» **Task prompt**: Find each line below that contains the word "sunlit", and copy those lines out in full.

━━━ Given information ━━━

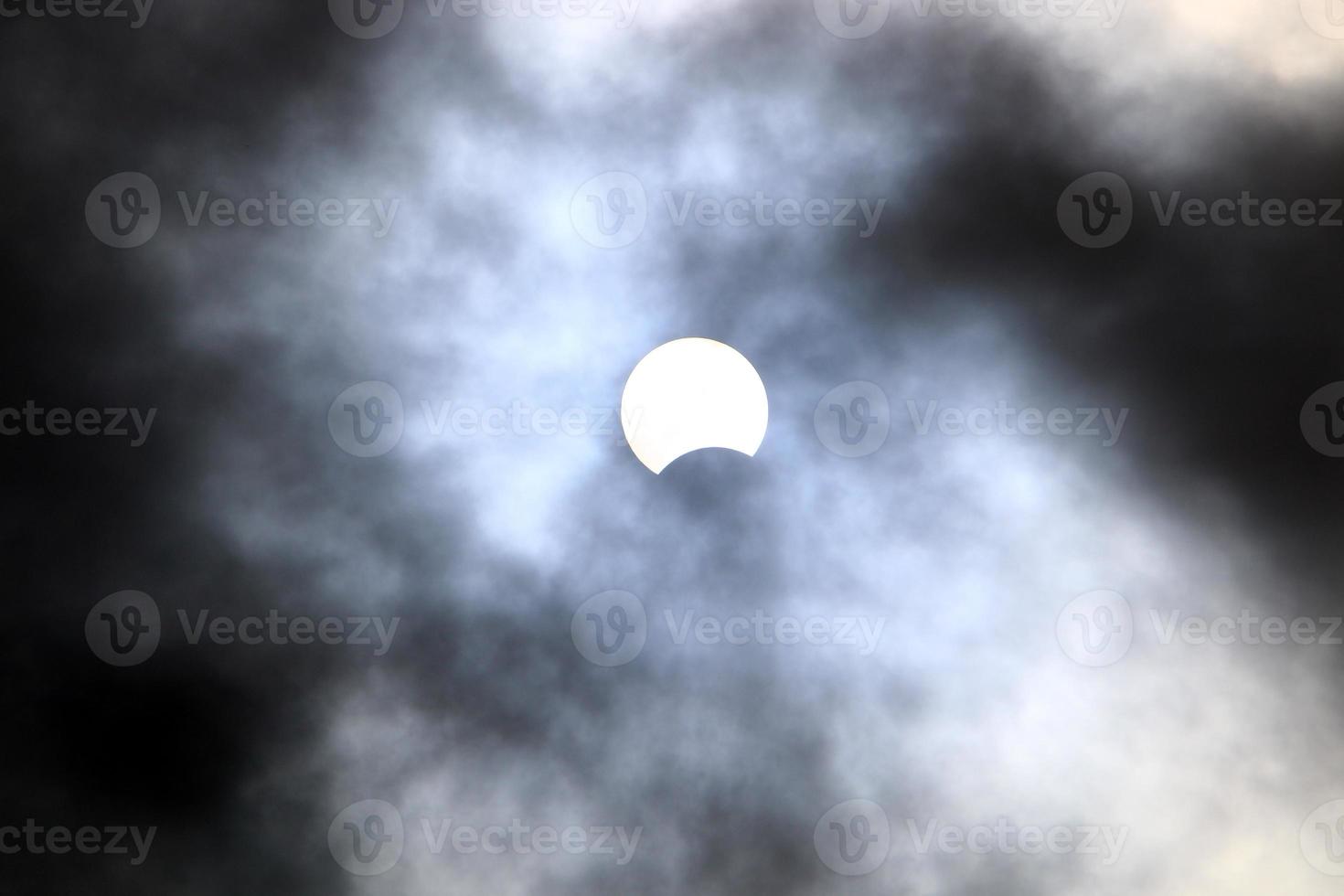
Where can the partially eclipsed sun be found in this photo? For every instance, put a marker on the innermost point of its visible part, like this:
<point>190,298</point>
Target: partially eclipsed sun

━━━
━━━ Given information ━━━

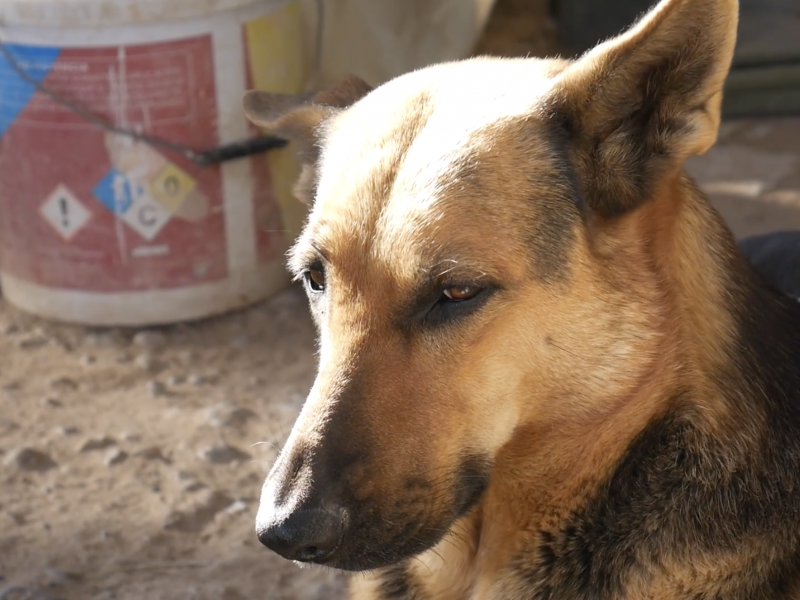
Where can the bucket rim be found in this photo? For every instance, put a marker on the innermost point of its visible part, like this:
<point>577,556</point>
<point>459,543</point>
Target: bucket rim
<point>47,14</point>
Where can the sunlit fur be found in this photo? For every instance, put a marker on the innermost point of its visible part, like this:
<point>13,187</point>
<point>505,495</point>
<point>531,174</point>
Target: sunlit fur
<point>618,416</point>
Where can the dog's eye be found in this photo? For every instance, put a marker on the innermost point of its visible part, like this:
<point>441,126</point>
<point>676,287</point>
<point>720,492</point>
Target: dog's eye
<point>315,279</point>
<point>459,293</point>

━━━

» **Answer below**:
Where can the sunlit fur be found in this photo? For every instance, put a marker on the innermost point of its visible part, like this:
Target: sunlit fur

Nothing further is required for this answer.